▶ [Extrait]
-----
Intervention de Catherine Di Folco

Commission des lois constitutionnelles, de législation, du suffrage universel, du Règlement et d'administration générale — Réunion du 15 février 2017 à 9h00
Proposition de loi visant à assurer la sincérité et la fiabilité des comptes des collectivités territoriales — Examen du rapport et du texte de la commission

Photo de Catherine Di FolcoCatherine Di Folco, rapporteure :

Nous sommes saisis de la proposition de loi présentée par M. Vincent Delahaye et plusieurs de ses collègues du groupe UDI-UC, visant à assurer la sincérité et la fiabilité des comptes des collectivités territoriales.

Selon l'article 47-2 de la Constitution, « les comptes des administrations publiques sont réguliers et sincères. Ils donnent une image fidèle du résultat de leur gestion, de leur patrimoine et de leur situation financière ». En pratique, il n'est pas aisé de répondre à cette exigence légitime ; la fiabilité des comptes locaux reste perfectible, malgré l'implication constante des élus, des agents territoriaux, des comptables publics et des chambres régionales et territoriales des comptes.

L'exposé des motifs de la proposition de loi mentionne trois exemples dans lesquels des doutes sérieux ont été émis sur la sincérité des comptes présentés par les collectivités territoriales : la Seine-Saint-Denis, l'Essonne et l'ancienne région Poitou-Charentes. Des retards de paiement pratiqués de manière systématique auraient permis de reporter d'une année à l'autre jusqu'à 10 % des dépenses de fonctionnement.
-----
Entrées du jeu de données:
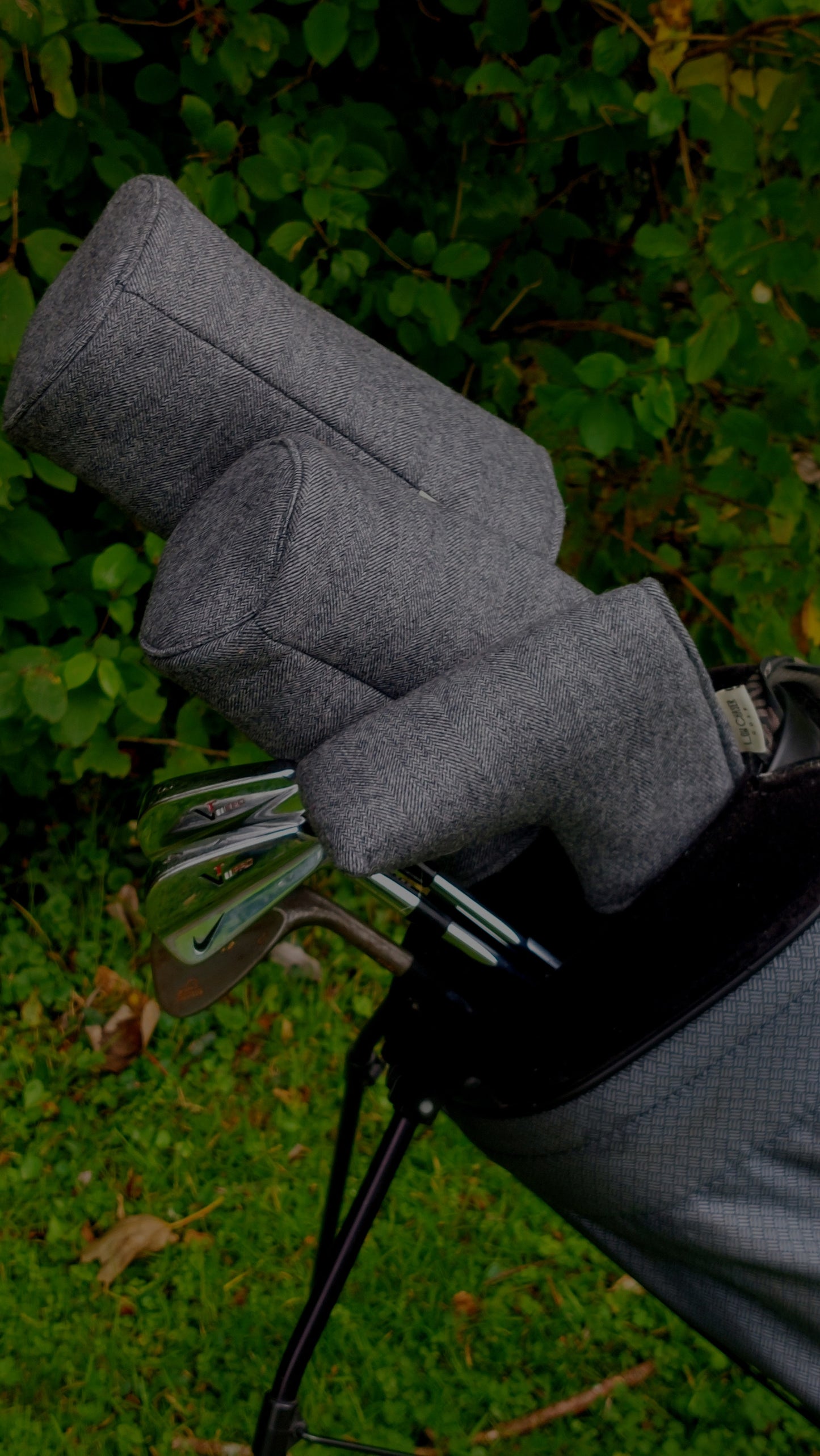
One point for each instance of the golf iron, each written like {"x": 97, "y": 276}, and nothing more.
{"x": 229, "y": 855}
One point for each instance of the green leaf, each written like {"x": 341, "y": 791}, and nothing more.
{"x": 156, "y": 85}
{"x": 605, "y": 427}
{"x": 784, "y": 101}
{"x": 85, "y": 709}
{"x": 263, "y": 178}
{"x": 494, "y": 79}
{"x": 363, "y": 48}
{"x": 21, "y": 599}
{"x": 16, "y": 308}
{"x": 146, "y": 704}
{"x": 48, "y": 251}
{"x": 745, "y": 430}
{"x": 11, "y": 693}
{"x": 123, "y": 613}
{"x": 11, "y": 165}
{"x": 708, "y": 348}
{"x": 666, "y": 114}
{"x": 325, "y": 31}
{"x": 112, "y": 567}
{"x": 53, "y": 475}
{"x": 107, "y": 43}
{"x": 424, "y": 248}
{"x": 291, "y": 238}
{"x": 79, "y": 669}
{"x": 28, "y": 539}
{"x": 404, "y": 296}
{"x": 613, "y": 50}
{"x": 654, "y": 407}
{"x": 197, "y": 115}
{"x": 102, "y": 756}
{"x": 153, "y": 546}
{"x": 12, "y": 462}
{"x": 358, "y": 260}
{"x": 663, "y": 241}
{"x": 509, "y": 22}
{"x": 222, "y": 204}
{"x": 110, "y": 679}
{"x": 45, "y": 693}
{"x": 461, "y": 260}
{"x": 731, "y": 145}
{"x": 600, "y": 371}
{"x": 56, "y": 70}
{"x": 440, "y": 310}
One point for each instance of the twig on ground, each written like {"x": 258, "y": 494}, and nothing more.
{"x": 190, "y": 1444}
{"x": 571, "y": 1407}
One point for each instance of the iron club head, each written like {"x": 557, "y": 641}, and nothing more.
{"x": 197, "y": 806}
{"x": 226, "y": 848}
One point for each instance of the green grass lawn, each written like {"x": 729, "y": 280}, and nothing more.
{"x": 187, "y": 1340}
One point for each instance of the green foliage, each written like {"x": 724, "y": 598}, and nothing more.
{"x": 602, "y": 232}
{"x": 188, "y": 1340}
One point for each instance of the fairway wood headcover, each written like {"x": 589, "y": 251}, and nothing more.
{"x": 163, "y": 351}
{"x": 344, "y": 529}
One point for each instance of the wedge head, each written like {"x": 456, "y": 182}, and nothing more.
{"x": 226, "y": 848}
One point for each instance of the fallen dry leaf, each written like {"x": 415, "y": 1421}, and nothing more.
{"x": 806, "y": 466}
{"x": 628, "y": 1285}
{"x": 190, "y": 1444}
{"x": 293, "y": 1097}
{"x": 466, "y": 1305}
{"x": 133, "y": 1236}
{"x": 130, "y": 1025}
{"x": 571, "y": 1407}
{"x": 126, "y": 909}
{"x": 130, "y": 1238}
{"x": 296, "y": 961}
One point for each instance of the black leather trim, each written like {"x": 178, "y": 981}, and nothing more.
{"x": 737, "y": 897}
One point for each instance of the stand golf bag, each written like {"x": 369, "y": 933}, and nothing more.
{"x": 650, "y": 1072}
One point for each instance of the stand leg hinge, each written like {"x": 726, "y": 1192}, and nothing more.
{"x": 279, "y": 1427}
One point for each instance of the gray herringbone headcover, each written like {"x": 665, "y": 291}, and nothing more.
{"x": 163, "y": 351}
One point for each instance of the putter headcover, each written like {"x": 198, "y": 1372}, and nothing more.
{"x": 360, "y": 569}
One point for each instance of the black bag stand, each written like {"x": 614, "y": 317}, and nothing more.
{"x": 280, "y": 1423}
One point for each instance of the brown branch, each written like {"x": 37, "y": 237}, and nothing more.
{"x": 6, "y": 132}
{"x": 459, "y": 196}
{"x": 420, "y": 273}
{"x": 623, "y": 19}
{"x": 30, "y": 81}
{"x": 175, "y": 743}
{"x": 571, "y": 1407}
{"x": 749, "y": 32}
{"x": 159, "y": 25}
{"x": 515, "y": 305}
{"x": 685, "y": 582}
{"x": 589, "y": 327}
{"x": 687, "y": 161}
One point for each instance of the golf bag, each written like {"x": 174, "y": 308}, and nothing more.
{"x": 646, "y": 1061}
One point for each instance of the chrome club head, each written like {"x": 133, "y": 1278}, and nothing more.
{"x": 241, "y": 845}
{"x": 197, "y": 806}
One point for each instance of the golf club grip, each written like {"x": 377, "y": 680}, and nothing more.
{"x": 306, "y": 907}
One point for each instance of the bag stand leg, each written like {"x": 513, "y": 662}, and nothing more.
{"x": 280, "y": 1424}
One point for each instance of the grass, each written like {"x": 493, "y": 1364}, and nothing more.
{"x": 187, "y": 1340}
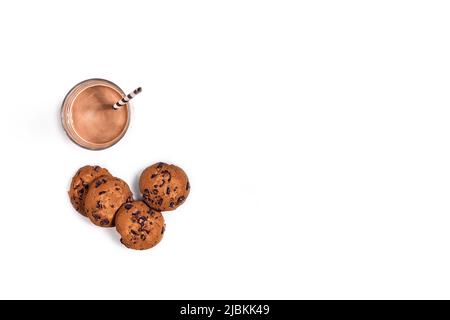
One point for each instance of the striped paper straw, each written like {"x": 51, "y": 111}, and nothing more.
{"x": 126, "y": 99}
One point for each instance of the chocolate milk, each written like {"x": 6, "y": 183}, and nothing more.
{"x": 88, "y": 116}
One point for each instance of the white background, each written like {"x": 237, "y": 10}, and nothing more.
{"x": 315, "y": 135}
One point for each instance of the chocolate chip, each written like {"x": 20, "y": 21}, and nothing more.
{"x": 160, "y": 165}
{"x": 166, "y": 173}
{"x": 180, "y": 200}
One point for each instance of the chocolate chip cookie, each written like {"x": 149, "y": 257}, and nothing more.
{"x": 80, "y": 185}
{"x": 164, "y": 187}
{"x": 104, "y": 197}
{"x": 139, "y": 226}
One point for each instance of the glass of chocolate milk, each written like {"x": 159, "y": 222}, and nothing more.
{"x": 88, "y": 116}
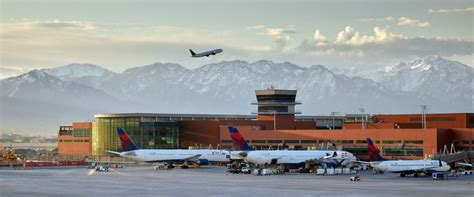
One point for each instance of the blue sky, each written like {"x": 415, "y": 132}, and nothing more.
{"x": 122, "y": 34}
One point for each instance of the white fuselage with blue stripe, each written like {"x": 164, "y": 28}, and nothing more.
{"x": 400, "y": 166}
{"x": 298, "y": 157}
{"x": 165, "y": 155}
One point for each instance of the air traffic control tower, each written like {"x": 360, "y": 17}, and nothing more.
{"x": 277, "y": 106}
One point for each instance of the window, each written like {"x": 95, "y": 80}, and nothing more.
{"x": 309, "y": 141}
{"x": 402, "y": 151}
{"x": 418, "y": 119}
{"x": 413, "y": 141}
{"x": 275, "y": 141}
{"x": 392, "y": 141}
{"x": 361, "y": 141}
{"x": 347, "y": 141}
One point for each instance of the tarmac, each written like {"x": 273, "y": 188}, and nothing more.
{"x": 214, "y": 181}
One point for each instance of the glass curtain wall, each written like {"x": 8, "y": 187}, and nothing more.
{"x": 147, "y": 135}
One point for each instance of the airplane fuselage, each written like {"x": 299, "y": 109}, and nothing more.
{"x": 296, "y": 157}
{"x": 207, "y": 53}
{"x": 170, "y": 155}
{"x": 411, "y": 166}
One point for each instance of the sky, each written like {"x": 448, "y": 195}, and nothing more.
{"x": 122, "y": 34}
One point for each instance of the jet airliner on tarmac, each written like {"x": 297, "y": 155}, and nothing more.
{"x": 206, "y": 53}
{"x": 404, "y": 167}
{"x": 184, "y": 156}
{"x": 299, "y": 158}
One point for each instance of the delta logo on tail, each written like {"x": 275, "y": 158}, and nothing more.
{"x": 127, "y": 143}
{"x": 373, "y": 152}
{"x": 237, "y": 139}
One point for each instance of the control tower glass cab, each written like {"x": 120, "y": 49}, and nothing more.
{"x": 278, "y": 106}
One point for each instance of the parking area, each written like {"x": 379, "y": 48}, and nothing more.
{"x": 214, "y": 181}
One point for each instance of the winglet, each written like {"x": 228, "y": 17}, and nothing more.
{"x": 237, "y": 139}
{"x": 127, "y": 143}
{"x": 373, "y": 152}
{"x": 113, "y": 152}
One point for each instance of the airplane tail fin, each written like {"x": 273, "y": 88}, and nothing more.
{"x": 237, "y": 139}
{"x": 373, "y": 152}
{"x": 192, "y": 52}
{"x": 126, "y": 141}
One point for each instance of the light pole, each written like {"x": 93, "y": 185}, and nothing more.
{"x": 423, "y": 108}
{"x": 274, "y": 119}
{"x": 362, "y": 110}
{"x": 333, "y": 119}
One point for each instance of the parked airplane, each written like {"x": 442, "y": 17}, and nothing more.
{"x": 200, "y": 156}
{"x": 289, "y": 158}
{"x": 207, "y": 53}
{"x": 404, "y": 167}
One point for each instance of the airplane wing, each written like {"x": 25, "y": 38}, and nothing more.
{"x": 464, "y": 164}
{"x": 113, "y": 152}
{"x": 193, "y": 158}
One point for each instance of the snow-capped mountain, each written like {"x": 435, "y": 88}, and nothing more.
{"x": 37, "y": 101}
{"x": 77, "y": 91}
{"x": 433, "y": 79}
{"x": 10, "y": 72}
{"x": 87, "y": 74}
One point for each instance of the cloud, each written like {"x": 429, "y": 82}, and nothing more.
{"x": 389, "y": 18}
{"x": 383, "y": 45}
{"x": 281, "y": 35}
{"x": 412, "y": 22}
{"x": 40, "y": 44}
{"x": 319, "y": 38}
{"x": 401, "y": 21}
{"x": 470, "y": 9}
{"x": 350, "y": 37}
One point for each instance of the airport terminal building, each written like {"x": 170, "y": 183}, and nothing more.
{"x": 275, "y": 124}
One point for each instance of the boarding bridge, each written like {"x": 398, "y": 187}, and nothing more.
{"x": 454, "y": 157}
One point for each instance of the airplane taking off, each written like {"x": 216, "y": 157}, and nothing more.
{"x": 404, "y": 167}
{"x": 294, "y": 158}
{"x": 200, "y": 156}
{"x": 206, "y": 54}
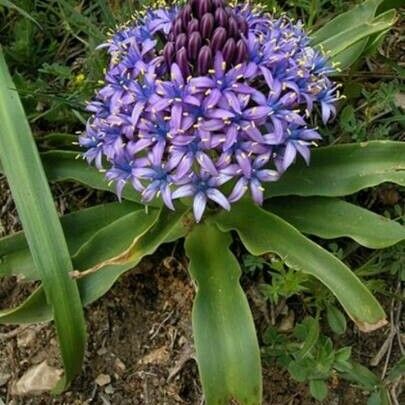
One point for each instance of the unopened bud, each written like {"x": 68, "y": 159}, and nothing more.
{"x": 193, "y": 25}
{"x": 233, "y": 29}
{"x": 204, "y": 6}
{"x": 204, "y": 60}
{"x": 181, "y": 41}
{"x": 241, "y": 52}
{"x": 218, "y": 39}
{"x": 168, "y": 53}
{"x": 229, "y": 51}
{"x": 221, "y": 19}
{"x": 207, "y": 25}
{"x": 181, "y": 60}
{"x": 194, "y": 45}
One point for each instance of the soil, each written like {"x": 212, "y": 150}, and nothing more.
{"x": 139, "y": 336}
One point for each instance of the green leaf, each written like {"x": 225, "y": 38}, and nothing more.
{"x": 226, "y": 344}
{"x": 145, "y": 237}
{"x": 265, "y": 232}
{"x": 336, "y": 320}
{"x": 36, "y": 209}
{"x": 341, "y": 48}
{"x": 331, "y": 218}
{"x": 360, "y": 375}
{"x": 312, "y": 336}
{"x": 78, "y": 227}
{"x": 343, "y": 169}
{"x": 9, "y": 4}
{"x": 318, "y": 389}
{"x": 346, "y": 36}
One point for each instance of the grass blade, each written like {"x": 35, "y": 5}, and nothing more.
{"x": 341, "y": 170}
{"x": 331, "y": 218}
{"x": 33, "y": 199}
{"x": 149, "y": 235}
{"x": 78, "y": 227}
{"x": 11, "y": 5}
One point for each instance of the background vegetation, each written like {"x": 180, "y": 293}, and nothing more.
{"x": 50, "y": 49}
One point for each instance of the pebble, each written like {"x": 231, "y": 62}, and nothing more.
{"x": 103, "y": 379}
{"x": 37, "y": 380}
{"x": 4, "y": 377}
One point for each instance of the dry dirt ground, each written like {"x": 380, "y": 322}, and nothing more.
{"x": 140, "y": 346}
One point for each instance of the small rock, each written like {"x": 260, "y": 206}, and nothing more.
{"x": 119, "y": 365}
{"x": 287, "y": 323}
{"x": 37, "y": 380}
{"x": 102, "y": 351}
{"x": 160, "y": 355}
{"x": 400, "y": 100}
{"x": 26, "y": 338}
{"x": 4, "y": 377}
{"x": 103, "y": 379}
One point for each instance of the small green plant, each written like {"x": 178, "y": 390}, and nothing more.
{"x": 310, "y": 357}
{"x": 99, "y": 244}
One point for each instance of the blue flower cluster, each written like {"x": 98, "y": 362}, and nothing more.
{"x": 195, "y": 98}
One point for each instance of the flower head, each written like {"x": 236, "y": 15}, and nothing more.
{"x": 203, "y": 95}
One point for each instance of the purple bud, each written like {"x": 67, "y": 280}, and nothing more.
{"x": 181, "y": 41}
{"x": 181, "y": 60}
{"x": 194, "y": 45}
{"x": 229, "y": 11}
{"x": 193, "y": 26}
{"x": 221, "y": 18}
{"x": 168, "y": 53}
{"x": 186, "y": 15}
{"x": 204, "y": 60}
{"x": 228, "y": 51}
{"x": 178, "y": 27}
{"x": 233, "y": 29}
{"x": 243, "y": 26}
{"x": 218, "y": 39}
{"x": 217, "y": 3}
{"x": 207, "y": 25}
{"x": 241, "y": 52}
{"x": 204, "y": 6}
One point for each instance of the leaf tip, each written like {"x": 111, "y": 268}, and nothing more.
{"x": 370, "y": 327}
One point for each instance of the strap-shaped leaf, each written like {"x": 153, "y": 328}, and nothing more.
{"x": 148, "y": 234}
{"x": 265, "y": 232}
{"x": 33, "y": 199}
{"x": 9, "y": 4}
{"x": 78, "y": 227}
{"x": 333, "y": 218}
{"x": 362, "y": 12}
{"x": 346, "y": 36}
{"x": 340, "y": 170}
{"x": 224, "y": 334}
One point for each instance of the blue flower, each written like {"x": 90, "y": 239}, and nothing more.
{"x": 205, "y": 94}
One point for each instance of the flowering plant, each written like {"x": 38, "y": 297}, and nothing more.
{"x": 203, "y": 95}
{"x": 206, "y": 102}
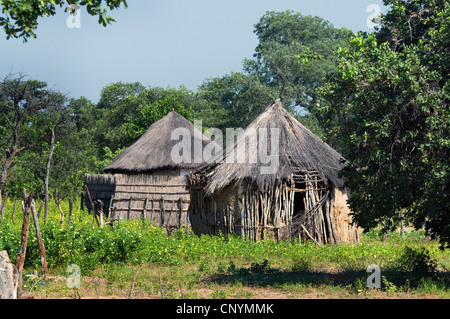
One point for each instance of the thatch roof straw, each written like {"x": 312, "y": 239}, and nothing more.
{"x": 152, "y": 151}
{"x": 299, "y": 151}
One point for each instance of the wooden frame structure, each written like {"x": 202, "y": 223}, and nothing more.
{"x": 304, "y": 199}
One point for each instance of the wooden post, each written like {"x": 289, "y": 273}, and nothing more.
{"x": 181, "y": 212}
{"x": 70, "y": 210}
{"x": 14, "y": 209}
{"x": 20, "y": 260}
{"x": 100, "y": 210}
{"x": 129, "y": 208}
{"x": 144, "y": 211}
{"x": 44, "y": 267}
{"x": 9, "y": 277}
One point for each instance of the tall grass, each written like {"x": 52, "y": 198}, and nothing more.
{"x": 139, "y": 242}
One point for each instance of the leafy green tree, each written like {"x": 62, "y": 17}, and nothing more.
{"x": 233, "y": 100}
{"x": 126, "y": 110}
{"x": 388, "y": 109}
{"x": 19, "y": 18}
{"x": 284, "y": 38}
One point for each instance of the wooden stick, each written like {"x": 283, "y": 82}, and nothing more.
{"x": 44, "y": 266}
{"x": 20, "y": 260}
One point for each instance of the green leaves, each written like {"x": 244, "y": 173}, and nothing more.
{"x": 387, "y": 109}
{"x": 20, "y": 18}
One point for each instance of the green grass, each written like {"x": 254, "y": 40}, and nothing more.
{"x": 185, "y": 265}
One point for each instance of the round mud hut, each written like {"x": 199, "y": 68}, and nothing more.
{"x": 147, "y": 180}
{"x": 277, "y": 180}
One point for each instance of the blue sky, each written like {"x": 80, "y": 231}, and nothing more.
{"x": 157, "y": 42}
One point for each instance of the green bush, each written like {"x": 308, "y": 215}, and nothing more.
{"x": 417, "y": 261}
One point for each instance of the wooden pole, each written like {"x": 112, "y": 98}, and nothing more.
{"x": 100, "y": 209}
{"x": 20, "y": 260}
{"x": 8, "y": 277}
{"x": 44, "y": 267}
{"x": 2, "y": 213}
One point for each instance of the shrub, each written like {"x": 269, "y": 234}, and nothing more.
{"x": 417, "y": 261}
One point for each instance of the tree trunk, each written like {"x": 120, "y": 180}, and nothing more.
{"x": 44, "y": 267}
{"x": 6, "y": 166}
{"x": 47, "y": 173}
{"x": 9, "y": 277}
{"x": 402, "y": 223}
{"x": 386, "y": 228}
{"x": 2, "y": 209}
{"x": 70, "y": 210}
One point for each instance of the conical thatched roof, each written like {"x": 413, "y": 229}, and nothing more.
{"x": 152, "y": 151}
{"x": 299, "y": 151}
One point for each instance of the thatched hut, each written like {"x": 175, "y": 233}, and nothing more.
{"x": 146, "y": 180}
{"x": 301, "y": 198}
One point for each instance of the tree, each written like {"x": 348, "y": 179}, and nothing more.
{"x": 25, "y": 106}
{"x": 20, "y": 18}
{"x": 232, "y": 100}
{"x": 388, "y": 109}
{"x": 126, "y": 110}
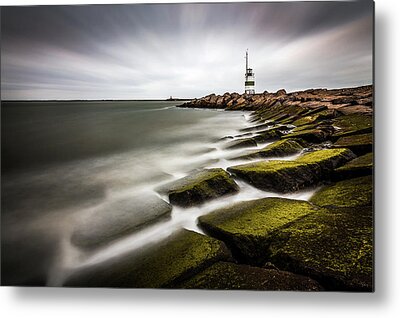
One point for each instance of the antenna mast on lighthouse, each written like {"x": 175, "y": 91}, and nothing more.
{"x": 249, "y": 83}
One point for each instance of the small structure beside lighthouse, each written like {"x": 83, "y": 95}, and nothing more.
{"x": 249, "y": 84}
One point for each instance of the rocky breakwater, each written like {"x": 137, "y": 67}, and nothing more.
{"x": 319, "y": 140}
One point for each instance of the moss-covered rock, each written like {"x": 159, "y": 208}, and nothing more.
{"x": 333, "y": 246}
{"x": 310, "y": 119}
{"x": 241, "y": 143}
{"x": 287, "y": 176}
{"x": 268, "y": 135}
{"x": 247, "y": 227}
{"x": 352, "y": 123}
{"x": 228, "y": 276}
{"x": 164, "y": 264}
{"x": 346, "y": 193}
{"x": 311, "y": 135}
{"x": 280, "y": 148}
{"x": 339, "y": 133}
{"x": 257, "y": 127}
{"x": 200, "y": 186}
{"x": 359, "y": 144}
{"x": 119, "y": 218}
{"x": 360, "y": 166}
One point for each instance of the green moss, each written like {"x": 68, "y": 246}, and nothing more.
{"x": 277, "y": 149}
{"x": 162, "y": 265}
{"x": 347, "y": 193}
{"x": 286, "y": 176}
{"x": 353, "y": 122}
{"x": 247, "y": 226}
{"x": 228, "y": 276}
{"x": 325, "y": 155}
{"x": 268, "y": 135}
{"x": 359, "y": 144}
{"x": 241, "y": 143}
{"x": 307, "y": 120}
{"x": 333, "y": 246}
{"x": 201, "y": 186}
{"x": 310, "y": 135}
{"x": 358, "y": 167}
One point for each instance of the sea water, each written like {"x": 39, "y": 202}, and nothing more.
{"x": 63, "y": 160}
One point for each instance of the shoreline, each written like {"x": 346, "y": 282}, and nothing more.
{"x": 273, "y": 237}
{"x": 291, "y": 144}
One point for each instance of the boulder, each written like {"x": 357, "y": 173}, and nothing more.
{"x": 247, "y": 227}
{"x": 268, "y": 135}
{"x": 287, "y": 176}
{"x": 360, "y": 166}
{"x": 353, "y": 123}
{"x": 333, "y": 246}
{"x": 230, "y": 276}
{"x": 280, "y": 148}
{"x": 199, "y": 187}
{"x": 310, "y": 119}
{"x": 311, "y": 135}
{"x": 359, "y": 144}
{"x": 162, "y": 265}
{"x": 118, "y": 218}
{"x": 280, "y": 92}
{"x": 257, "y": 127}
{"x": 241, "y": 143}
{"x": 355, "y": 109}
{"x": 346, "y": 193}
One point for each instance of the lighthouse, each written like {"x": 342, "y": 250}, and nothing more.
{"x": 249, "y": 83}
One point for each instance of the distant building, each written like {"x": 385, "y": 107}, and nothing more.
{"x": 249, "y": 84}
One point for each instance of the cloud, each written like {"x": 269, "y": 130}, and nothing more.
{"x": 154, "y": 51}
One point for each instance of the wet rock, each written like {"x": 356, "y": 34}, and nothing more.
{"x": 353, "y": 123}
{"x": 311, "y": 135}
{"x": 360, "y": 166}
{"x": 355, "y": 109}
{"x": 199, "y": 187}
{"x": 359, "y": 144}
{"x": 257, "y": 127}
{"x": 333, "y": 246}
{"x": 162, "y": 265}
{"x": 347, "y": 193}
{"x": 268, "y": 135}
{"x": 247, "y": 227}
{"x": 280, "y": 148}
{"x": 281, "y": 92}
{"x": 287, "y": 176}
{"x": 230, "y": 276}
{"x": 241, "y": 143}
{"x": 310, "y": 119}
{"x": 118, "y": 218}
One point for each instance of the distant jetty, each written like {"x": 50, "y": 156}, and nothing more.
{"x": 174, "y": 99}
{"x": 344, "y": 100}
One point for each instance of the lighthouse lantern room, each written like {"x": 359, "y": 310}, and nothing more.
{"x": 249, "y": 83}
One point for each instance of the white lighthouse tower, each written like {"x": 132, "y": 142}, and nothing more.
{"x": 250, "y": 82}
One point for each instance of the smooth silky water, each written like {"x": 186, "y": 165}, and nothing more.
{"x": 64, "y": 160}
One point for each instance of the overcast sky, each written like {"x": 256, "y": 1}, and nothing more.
-----
▶ [Activités]
a – Pour chacune des affirmations suivantes, indiquez si elle concorde avec l'extrait et citez les mots qui tranchent : (i) la proposition de loi a été présentée par M. Vincent Delahaye et plusieurs de ses collègues du groupe UDI-UC ; (ii) l'exposé des motifs mentionne quatre exemples de collectivités ; (iii) les retards de paiement auraient permis de reporter jusqu'à 20 % des dépenses de fonctionnement.
b – Relevez tous les acteurs dont l'extrait mentionne « l'implication constante » en matière de fiabilité des comptes locaux.
c – Prolongez l'intervention sur la sincérité des comptes des collectivités territoriales, en commençant après sa dernière phrase.

▶ [Résultats attendus]
a –
(i) Oui : « présentée par M. Vincent Delahaye et plusieurs de ses collègues du groupe UDI-UC ».
(ii) Non : « mentionne trois exemples ».
(iii) Non : « jusqu'à 10 % des dépenses de fonctionnement ».

b –
- les élus
- les agents territoriaux
- les comptables publics
- les chambres régionales et territoriales des comptes

c –
Cette proposition de loi prévoit deux mesures distinctes : le renforcement des contrôles non juridictionnels des chambres régionales et territoriales des comptes - c'est l'aspect préventif - et l'élargissement des compétences de la Cour de discipline budgétaire et financière - c'est l'aspect répressif.

Ce texte prévoit une saisine automatique du ministère public près la Cour de discipline budgétaire et financière lorsque les chambres régionales et territoriales des comptes constatent, à l'occasion d'un contrôle de gestion ou d'un contrôle de l'annualité budgétaire, une infraction sanctionnée par cette juridiction.

Les chambres régionales et territoriales des comptes auraient l'obligation de contrôler, au moins tous les six ans, la gestion des collectivités territoriales et de leurs établissements publics dont les recettes annuelles dépassent régulièrement 200 millions d'euros, soit près de deux cents collectivités territoriales et établissements publics. Les magistrats des juridictions financières resteraient libres, en revanche, d'établir leur propre programme de contrôle pour les collectivités territoriales dont les recettes sont inférieures à 200 millions d'euros.

Les chambres régionales et territoriales des comptes seraient également chargées d'examiner le respect du rattachement des charges à l'exercice budgétaire en cours, conformément au principe de l'annualité budgétaire. Ce contrôle aurait lieu tous les ans pour les collectivités territoriales dont les recettes annuelles dépassent régulièrement 200 millions d'euros, et tous les deux ans pour celles qui disposent de recettes annuelles comprises entre 100 et 200 millions d'euros.

Ce nouveau contrôle de l'annualité budgétaire s'appliquerait au rattachement comptable des charges mais non à celui des produits, ce qui a étonné plusieurs personnes entendues en audition.

Au plus tard un an après l'entrée en vigueur de la loi, le Gouvernement devrait remettre un rapport au Parlement mesurant l'impact de ce nouveau contrôle.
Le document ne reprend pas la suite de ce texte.